TASK REQUIREMENTS: Can you retype, word for word, every line of the records from the one containing "TARGET: gentle wave" through the last line, including both of those lines?

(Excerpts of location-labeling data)
[start]
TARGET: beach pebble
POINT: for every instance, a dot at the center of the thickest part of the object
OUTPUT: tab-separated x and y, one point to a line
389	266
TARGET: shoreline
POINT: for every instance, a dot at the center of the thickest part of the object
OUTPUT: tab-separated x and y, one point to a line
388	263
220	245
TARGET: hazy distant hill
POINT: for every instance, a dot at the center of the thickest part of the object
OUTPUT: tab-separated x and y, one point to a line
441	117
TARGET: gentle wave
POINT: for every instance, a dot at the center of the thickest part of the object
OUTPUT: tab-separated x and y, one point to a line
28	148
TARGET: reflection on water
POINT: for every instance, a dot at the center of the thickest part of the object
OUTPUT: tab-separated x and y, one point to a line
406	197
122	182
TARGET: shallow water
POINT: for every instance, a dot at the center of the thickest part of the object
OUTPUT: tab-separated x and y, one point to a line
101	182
[end]
REPLY:
TARGET: gentle wave
POINT: for every instance, a dot at the center of the thickest part of the object
OUTPUT: tab-separated x and y, one point to a line
28	148
TARGET: reflection on water
POINT: for every instance, a dot at the center of the thickest part of the object
OUTPUT: tab-separated x and y, one point to a line
406	197
122	182
TARGET: shallow water
POINT: for every instance, a dot at the center of the thickest part of the object
OUTPUT: tab-separated x and y, one point to a line
101	182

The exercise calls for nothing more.